§ GIVEN PROBLEM:
Reproduce each of the following lines verbatim, preserving their order, wording, and punctuation.

____________________

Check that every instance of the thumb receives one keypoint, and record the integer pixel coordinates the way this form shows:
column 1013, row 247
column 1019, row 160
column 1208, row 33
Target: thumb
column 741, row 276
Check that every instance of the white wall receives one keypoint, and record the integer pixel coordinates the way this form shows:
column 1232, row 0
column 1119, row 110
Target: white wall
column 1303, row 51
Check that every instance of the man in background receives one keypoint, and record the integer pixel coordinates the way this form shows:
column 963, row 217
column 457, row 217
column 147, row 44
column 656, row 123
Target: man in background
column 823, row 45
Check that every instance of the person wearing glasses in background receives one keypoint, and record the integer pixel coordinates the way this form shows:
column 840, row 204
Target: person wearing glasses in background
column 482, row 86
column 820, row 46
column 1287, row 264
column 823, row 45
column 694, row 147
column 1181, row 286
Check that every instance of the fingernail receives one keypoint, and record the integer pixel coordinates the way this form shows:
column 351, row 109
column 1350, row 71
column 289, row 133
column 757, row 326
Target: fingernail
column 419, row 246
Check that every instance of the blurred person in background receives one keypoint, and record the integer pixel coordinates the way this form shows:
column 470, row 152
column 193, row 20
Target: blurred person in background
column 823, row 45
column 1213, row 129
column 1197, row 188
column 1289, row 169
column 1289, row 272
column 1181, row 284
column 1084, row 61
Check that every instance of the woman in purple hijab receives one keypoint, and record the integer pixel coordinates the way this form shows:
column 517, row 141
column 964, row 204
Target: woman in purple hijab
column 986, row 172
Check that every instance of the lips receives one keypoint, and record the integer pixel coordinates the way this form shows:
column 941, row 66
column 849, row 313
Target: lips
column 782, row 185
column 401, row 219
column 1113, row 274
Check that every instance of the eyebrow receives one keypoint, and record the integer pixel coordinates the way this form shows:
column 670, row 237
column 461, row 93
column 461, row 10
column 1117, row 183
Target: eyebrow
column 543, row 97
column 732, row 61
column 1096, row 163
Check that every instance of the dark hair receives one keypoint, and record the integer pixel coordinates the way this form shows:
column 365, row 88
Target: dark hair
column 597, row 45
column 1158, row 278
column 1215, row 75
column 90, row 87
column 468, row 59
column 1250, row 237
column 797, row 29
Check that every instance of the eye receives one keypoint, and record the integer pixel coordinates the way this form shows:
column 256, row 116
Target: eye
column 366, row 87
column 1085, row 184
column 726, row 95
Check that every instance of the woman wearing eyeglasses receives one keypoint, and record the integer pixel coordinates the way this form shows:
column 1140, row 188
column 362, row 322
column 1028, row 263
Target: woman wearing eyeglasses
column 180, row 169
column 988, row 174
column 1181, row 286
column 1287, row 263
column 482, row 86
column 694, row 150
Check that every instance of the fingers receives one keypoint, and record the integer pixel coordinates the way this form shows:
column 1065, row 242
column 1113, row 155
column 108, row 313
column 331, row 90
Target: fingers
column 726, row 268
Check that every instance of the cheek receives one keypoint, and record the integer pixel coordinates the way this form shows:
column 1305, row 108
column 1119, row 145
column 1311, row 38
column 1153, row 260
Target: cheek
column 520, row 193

____________________

§ TASK RESULT:
Check that every instance of the thumb receives one keypoint, and record the integer pixel coordinates the way this form shows:
column 1013, row 247
column 1019, row 160
column 1208, row 33
Target: thumb
column 741, row 276
Check that every instance of the white wall receives one keypoint, and record the integer pixel coordinates the way this form shows:
column 1232, row 0
column 1119, row 110
Target: white wall
column 1303, row 51
Check that every instance of the man in background receives one keypoint, and record the integer pixel coordinates the way this form shows:
column 963, row 217
column 457, row 217
column 147, row 44
column 656, row 123
Target: man in background
column 823, row 45
Check that every instance of the person wearing glasses in background receives one keypoint, and record the integer pixel coordinates the way this form shows:
column 840, row 204
Target: person wearing glasses in background
column 482, row 86
column 820, row 46
column 1287, row 264
column 823, row 45
column 694, row 147
column 1181, row 286
Check that every instance of the fingernail receives one keypoint, and record the integer pixel coordinates the way this form shows:
column 351, row 109
column 1350, row 71
column 289, row 133
column 757, row 326
Target: fingernail
column 419, row 246
Check that every instance of the blurred person in background receives one keypoint, and record the integer pixel coordinates the way this form shows:
column 470, row 152
column 193, row 20
Target: blurred person in background
column 823, row 45
column 1213, row 129
column 1197, row 188
column 1289, row 169
column 1289, row 272
column 1181, row 284
column 1084, row 61
Check that every instance of the woman in purple hijab receives one keypoint, and record the integer pixel coordinates the way this form shows:
column 517, row 141
column 964, row 204
Target: woman in purple hijab
column 986, row 172
Check that every instance of the lips receives one keypoint, and record the integer pixel coordinates the way this form shows:
column 941, row 66
column 849, row 313
Target: lips
column 782, row 185
column 401, row 219
column 1113, row 274
Check that every instance of the eyebrow receives one keypoint, and record the integer pixel coordinates the way this form shows:
column 670, row 237
column 461, row 93
column 461, row 10
column 1117, row 183
Target: eyebrow
column 543, row 97
column 732, row 61
column 1096, row 163
Check that every instance of the dark hair receives one keypoint, and record the integer pixel coordinates the way this form shows:
column 365, row 88
Target: dark hair
column 597, row 45
column 1158, row 278
column 1215, row 75
column 90, row 87
column 468, row 59
column 1250, row 237
column 797, row 29
Check that every instance of the eye receives one keypoint, and record the integer pixel coordinates the way this form shows:
column 256, row 116
Target: eye
column 366, row 87
column 1085, row 184
column 726, row 95
Check that every instance of the woman wearing eyeglasses receives one keypoint, and record the integer pixel coordinates the way this form shows:
column 1140, row 188
column 362, row 322
column 1028, row 263
Target: woman wearing eyeglasses
column 180, row 169
column 988, row 174
column 1181, row 286
column 1287, row 263
column 482, row 86
column 694, row 150
Check that every instance of the fingers receives one keypoint, and record the integer pixel coordinates the way this form shows:
column 1065, row 242
column 1113, row 155
column 108, row 313
column 331, row 90
Target: fingers
column 726, row 268
Check that every instance of the cheek receives one keypoint, and record the integer pixel coordinates the way this form shows:
column 1305, row 108
column 1119, row 145
column 1311, row 38
column 1153, row 260
Target: cheek
column 520, row 193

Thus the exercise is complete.